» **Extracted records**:
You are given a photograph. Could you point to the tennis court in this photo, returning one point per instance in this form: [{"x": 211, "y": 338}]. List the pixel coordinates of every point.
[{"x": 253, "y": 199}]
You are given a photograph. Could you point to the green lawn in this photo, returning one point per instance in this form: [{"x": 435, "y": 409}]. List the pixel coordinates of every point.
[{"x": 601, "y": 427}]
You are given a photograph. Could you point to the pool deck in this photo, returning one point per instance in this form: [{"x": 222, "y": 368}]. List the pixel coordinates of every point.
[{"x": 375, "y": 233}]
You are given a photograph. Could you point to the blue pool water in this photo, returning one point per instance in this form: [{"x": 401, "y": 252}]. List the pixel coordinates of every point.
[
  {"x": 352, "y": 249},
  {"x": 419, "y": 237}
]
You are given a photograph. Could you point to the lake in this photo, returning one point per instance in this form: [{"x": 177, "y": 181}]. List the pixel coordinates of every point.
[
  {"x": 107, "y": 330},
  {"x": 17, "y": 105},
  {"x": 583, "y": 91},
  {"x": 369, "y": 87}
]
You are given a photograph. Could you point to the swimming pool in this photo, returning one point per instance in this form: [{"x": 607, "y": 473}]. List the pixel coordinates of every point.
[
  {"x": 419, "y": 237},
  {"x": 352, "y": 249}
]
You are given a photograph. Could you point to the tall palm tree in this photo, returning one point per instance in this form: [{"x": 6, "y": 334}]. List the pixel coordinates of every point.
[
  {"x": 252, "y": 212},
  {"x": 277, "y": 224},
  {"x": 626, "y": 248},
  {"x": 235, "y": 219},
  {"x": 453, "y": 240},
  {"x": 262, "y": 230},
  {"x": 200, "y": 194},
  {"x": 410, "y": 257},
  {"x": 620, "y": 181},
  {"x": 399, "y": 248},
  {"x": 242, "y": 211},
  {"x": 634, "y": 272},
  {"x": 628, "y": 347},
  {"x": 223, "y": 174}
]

» **Exercise goal**:
Please rename "photograph" to "image" throughout the records above and leave everything else unchanged.

» **Correct response**:
You are given a image. Could you point to the tennis court in this photo, returning one point per instance in this form: [{"x": 211, "y": 338}]. List the pixel coordinates of every point.
[{"x": 253, "y": 199}]
You are given a image. Could you point to the green lawn in this photo, returning one point per instance in this form: [{"x": 435, "y": 409}]. List the pixel coordinates of every point.
[{"x": 601, "y": 427}]
You are given a image. Could you point to the pool deck in this photo, returning one point per instance in this form: [{"x": 222, "y": 368}]. List the pixel coordinates of every point.
[{"x": 375, "y": 233}]
You are given a image. Could you point to the blue pool water in this photo, returning one point per instance in this form: [{"x": 401, "y": 252}]. List the pixel coordinates of every point.
[
  {"x": 352, "y": 249},
  {"x": 419, "y": 237}
]
You are given a image. Could you point to the lake in this photo, returning one point per instance in this form: [{"x": 177, "y": 181}]. List the pixel coordinates of every point.
[
  {"x": 107, "y": 330},
  {"x": 17, "y": 105},
  {"x": 583, "y": 91},
  {"x": 369, "y": 87}
]
You are given a image. Could you point to the swimming pool in this photo, returning one point per instance in this form: [{"x": 607, "y": 473}]. List the pixel coordinates of every point.
[
  {"x": 419, "y": 237},
  {"x": 352, "y": 249}
]
You are given a image. Could you point to the tall palm tree in this photo, returning one point per instance in this form: [{"x": 6, "y": 334}]. List the pixel coordinates of every point.
[
  {"x": 252, "y": 212},
  {"x": 277, "y": 224},
  {"x": 626, "y": 248},
  {"x": 235, "y": 219},
  {"x": 453, "y": 240},
  {"x": 262, "y": 230},
  {"x": 200, "y": 194},
  {"x": 410, "y": 257},
  {"x": 620, "y": 181},
  {"x": 399, "y": 248},
  {"x": 242, "y": 211},
  {"x": 634, "y": 272},
  {"x": 628, "y": 347},
  {"x": 223, "y": 174}
]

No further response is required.